Reading passage: Begin

In China's locked-down coronavirus city, grocery delivery is a lifeline
Reluctant to go outside for fear of catching the new coronavirus sweeping the Chinese city of Wuhan, Edward Wang found a lifeline: grocery delivery services provided by local retailers.
But with hundreds of thousands of other people in Wuhan also stuck inside their homes doing the same thing, and retailers struggling to get hold of their staff, the service became overloaded.
So for Wang, now in Canada after flying out of Wuhan on an evacuation flight, a daily ritual developed during his days on virtual lockdown in the city.
At the turn of midnight, grocery stores would open up their order book for the day’s deliveries, and he would pounce to place his order before all the delivery slots were taken by other customers.
“You have to be very quick,” he told Reuters by phone.
“Usually, if they release their inventory at midnight, the day before, you basically have to finish by 12:02 or 12:03, so within 2 or 3 minutes, otherwise, all the delivery schedules are booked up.”
“There are basically no delivery people working right now. Basically for those stores, it is just the store manager driving their own private car around the neighborhood trying to deliver groceries.”
Wang grew up in Canada, and has family in Wuhan, the city at the epicenter of the coronavirus outbreak. He was in Wuhan when the coronavirus outbreak hit.
Eventually, he left Wuhan on board a U.S.-chartered evacuation flight, and then, with other evacuees, he transferred to another plane that landed on Friday at a Canadian military base in Trenton, Ontario.
He recorded video footage on the plane after it landed, showing a Canadian immigration official, dressed in a face mask and goggles, addressing passengers.
The official said that on disembarking, they would go through a sanitary footbath, and would have to hand over their used face masks and be given fresh ones.
“Welcome home,” he said to the passengers.

Reading passage: End
Data extracts: Begin

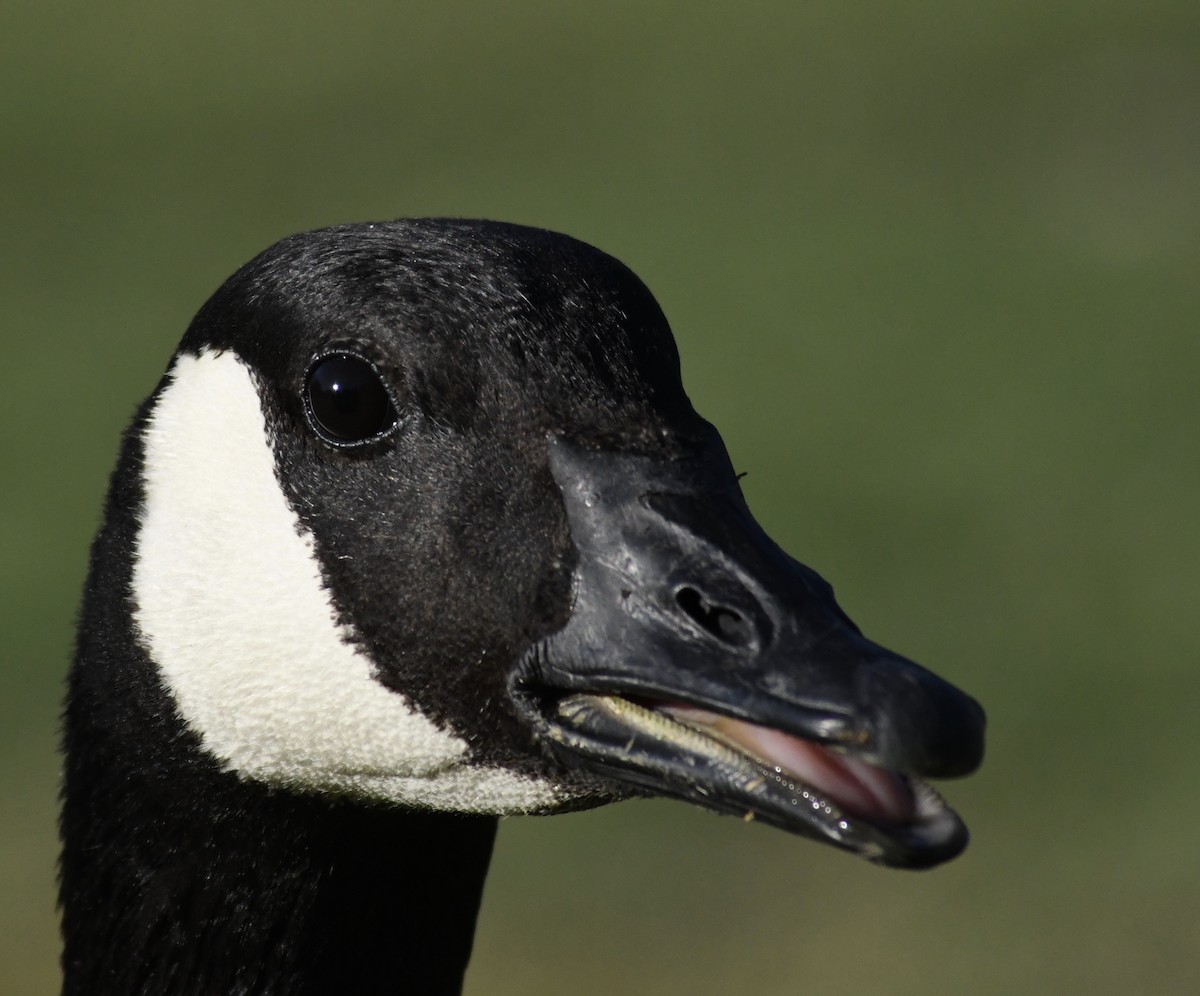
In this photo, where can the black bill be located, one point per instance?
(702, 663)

Data extracts: End
Data extracts: Begin

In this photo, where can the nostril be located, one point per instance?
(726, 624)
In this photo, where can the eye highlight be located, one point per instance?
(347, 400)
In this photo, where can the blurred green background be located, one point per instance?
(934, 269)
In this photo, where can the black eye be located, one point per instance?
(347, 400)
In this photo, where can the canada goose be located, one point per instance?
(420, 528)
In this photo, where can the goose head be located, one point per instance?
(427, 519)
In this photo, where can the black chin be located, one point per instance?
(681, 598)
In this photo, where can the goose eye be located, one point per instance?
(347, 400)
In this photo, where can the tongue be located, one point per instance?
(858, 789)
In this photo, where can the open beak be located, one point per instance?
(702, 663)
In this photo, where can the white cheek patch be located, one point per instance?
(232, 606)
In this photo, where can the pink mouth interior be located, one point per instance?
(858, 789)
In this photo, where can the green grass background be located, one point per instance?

Data extracts: End

> _Tasks to carry out_
A. In the article on grocery delivery in locked-down Wuhan, copy the text from "The official said" up to and including "given fresh ones.", switching "sanitary footbath" to "health screening".
B. According to the article on grocery delivery in locked-down Wuhan, what did the Canadian immigration official say passengers would do on disembarking? List each step.

> _Responses to the exercise_
A.
The official said that on disembarking, they would go through a health screening, and would have to hand over their used face masks and be given fresh ones.

B.
- Go through a sanitary footbath
- Hand over their used face masks
- Be given fresh ones